• **ABOUT THIS TASK**
For each line of the data below that holds "light", copy the line.

DATA START

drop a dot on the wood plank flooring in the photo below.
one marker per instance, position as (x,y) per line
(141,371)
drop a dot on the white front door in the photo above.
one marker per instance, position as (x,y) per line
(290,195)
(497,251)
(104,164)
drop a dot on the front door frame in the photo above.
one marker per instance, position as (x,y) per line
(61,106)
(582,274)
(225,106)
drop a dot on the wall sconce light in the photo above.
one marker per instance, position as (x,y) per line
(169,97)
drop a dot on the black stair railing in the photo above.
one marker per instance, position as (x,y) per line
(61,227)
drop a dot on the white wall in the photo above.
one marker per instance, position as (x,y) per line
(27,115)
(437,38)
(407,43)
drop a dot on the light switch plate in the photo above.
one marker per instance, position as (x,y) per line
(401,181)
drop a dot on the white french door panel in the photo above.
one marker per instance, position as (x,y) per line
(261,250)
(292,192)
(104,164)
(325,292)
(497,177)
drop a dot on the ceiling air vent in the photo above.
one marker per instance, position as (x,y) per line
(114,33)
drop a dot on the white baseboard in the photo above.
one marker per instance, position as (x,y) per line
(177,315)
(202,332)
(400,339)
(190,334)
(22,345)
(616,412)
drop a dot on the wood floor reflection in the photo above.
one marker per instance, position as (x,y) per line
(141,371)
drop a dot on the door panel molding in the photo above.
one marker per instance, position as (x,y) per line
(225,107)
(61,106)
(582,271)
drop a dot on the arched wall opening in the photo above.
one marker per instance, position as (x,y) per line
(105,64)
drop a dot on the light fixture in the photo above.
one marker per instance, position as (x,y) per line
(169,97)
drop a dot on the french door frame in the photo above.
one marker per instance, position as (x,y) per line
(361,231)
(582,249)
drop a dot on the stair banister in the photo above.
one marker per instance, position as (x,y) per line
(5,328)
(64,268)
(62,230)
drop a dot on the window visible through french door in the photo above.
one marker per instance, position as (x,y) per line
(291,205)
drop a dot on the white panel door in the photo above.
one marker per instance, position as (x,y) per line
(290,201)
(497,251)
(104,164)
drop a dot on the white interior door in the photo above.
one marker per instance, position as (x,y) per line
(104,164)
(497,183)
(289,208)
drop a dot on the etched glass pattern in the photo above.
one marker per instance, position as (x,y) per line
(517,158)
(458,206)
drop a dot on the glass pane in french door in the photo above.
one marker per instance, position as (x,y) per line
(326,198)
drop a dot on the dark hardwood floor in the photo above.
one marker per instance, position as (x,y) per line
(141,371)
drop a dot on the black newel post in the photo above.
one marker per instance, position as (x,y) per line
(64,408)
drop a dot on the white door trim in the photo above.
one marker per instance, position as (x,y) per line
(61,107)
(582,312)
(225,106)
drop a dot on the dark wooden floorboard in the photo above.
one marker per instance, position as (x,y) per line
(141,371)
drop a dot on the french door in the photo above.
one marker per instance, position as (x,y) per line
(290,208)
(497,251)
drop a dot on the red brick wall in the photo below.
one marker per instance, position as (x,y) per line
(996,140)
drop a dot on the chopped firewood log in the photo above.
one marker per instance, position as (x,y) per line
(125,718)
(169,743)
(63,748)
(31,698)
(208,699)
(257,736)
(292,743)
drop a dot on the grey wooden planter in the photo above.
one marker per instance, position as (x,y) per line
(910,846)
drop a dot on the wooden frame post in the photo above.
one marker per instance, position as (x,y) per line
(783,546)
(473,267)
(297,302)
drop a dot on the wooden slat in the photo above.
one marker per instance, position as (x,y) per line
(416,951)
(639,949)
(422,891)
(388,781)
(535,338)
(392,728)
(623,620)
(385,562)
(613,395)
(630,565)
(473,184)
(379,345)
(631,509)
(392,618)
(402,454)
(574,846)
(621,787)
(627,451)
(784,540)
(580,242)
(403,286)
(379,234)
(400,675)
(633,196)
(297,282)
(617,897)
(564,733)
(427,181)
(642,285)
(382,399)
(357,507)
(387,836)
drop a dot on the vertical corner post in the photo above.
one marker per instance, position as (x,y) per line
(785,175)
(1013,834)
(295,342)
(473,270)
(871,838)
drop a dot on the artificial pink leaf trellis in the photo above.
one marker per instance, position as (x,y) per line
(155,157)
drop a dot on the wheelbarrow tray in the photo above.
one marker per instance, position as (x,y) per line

DATA END

• **TASK RESULT**
drop a dot on the wall sconce light in the photo above.
drop a dot on the light switch plate in the photo above.
drop a dot on the light fixture in the photo above.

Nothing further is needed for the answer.